_Given entries_
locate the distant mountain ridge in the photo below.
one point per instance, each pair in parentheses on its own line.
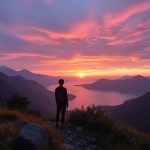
(44,80)
(41,99)
(135,112)
(134,85)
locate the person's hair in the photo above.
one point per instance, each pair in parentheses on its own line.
(61,81)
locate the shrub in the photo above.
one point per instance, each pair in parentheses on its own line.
(8,117)
(91,118)
(108,133)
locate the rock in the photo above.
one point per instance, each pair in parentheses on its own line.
(79,129)
(31,137)
(67,147)
(22,122)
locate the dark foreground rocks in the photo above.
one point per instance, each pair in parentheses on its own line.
(31,137)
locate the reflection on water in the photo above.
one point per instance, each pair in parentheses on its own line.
(88,97)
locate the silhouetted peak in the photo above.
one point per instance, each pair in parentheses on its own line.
(3,67)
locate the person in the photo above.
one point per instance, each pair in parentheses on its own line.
(61,98)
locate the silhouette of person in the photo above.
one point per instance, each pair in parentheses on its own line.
(61,98)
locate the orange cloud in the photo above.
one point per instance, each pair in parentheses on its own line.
(82,31)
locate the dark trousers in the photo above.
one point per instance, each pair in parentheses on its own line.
(60,109)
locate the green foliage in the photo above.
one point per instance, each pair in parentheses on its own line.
(8,117)
(91,118)
(18,102)
(109,134)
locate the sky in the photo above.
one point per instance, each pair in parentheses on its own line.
(76,37)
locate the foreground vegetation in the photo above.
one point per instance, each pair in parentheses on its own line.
(109,135)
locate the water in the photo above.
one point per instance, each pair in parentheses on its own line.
(88,97)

_What to work on_
Restate the entries verbatim, without pictures.

_Output below_
locate the distant mountain ridge in the photo below.
one point per instance, each pair in parentheses on its own line.
(44,80)
(41,99)
(135,112)
(134,85)
locate the person's hair in the photo above.
one point per instance, each pair in parentheses on its own line.
(61,81)
locate the shrub in the photo above.
one point per instance, each pair in parentheses on its own line.
(8,117)
(91,118)
(108,133)
locate the rock in the photo above.
one point per instance, each pair in parentheses on its own line.
(79,129)
(31,137)
(67,147)
(22,122)
locate the dark foreground rocks in the photo above.
one point per instance, each pair in parentheses on its own line.
(31,137)
locate the reflection on water in the photo above.
one point per instance, each pair in parentheses on its own line.
(88,97)
locate the silhouetted peak in the photo above.
one point per instance, each pair in parentheses on its own line.
(3,67)
locate the person in the photo above.
one point per instance, each pair in parentheses on its own line.
(61,98)
locate the silhouette of person in the photo above.
one point per instance, each pair in parentheses on its own line.
(61,98)
locate the orange cloud in the photo above.
one point per instance, each pair in parentheses on its own line.
(82,31)
locate the dark trousers in the photo above.
one point per instance, each pair in parentheses on its own line.
(60,109)
locate the green foliage in the photo above.
one point per instance, each pair in parentheses on its own line.
(8,117)
(91,118)
(18,102)
(109,134)
locate the sky in the photo above.
one point per instance, each pair in parentheses on its own line.
(76,37)
locate the foreground vegetation in the photo above.
one point per instance, each pair in parentheses on its own line.
(109,135)
locate the water in the photo above.
one point per instance, each pair in parentheses on its own line.
(88,97)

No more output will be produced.